• _RECORDS FOR THE EXERCISE_
..............................
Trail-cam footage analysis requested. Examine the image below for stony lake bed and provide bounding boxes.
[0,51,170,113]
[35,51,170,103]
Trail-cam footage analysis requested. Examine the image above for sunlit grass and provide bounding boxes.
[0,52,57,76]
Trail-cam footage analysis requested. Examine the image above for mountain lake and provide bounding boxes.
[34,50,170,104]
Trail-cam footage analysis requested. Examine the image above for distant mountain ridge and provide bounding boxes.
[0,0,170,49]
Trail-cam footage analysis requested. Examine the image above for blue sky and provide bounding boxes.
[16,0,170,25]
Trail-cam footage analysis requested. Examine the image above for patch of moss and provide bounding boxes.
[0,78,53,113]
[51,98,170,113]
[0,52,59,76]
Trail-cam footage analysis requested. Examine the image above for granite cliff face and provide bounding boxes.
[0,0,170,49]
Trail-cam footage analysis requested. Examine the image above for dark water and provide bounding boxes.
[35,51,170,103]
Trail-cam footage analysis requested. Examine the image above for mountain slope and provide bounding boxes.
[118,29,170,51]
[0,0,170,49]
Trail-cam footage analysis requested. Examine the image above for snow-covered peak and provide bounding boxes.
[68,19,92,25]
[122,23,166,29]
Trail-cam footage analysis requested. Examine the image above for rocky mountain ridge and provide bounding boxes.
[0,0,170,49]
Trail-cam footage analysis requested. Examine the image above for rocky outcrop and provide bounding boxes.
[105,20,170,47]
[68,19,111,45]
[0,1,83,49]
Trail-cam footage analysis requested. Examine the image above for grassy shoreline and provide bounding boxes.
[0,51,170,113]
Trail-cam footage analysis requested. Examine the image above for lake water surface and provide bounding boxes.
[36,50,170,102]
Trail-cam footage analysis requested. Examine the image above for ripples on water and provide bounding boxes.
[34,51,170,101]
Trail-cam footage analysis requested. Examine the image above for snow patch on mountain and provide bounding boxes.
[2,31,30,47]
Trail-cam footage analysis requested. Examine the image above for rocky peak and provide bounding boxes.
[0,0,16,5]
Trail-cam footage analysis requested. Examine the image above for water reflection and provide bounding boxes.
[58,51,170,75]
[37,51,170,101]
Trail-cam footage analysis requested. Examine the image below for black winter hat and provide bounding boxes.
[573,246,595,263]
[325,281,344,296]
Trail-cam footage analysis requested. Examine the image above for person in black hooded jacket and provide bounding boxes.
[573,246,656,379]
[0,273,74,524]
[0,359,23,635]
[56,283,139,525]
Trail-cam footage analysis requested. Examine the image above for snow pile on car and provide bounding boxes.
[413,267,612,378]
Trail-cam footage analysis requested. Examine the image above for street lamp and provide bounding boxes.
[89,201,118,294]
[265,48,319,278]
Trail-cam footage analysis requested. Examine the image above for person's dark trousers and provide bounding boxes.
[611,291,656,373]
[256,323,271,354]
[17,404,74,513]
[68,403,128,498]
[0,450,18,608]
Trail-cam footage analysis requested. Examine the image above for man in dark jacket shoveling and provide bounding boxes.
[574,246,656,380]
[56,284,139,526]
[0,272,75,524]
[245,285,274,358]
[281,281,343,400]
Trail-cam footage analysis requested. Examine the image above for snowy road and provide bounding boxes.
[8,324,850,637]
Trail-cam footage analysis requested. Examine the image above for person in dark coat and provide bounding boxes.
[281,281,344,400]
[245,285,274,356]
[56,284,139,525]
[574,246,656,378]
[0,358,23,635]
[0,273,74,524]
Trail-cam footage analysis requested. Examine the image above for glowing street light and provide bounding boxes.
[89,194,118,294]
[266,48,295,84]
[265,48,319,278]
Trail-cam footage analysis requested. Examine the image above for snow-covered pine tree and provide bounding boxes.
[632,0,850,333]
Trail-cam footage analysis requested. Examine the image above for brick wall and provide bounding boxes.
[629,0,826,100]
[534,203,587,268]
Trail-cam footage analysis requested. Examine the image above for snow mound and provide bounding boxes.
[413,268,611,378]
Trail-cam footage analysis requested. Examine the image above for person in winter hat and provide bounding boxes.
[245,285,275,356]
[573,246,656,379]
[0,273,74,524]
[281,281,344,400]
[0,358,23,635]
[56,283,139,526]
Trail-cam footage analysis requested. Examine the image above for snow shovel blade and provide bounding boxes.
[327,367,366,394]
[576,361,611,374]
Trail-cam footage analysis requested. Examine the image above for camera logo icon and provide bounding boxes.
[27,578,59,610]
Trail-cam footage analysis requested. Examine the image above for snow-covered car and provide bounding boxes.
..............................
• _DESCRIPTION OF THE TASK_
Rewrite the entries beginning at the line containing "shoveling and provide bounding boxes." and ending after the line containing "[281,281,343,400]", changing "dark jacket" to "black jacket" and leaving everything else unchanged.

• _SOLUTION TO THE EXERCISE_
Trail-cam footage analysis requested. Examine the image above for man in black jacket shoveling and provide bounding boxes.
[574,246,656,380]
[56,284,139,526]
[0,272,75,524]
[245,285,274,358]
[281,281,343,400]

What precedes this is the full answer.